SELECTED TEXT
2015: The year of innovation
As we prepare to say goodbye to 2014 and hello to 2015, now is the time to make a New Year's resolution of innovation. While each long-term care facility will chart its own course, the Hebrew Home at Riverdale has found three core avenues of innovation: short-term rehabilitation, an outsourced pharmacy offering, and an increased emphasis placed on customer service and quality.
Developing new models of programs and services is not always easy, but it is essential for long-term care facilities to stay afloat in a challenging and competitive environment.
Long-term are facilities have embraced rehabilitation services as an essential department to care for older adults following a hospital stay. The Hebrew Home recently formed a strategic partnership with the New York Presbyterian Hospital System (NYPHS). This partnership, which is reciprocal in nature, has provided both organizations the opportunity to share clinical resources and expertise and increase continuity of care for our patients. The result is a comprehensive and interdisciplinary rehabilitation unit that includes Rehabilitation physicians from NYPHS staff, working with nurses, physical, occupational and speech therapists, dieticians and social workers from the Hebrew Home. This has given our patients a seamless step in their transition home.
We also took a close look at our pharmacy in terms of efficiencies, cost and a customer-focused approach. When we evaluated it, we felt it was limited in several areas and decided to pursue a new solution, which would provide medication accurately and timely, with on-the-spot medication distribution. We are creating a full-time, on-site pharmacy, interfacing with residents and families, reinforcing our focus on customer service.
A third area that we reviewed this year is customer service. We felt that if customer service was to be a priority, it needed to become its own department. After doing so, we experienced a 50% reduction in complaints received by administration. Since at least half of resident requests are non-clinical, we realized that this customer service team could address many of the day-to-day resident concerns.
These are just three examples of how long-term care facilities can take a closer look at their organization and identify areas to develop in a more efficient, cost-saving, customer-driven manner. The year ahead is going to be a critical time in the history of many nursing homes. Therefore, thinking outside of the box should be one of your top priorities. One may look at combining the functionalities of staff in new and creative ways, pursuing new technologies to support a more diverse patient population and stressing the importance of teamwork as we all work hard to support this process of moving forward.
The best New Year's resolution you can make is that of innovation. As the great Milton Berle once said, “If opportunity doesn't knock, build a door.
Jon V. Kole is the assistant vice president in administration at the Hebrew Home at Riverdale.

EXERCISE DIRECTIONS
Write out the part of the article on long-term care innovation that begins at the words "2015: The year" and stops after "and competitive environment.". The entries come from a different source than the article.

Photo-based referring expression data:
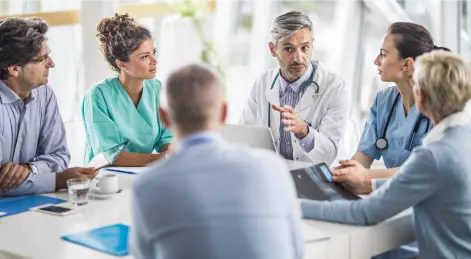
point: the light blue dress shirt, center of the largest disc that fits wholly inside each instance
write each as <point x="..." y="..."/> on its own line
<point x="399" y="132"/>
<point x="213" y="200"/>
<point x="32" y="131"/>
<point x="290" y="94"/>
<point x="435" y="181"/>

RESULT FOR THIS TASK
2015: The year of innovation
As we prepare to say goodbye to 2014 and hello to 2015, now is the time to make a New Year's resolution of innovation. While each long-term care facility will chart its own course, the Hebrew Home at Riverdale has found three core avenues of innovation: short-term rehabilitation, an outsourced pharmacy offering, and an increased emphasis placed on customer service and quality.
Developing new models of programs and services is not always easy, but it is essential for long-term care facilities to stay afloat in a challenging and competitive environment.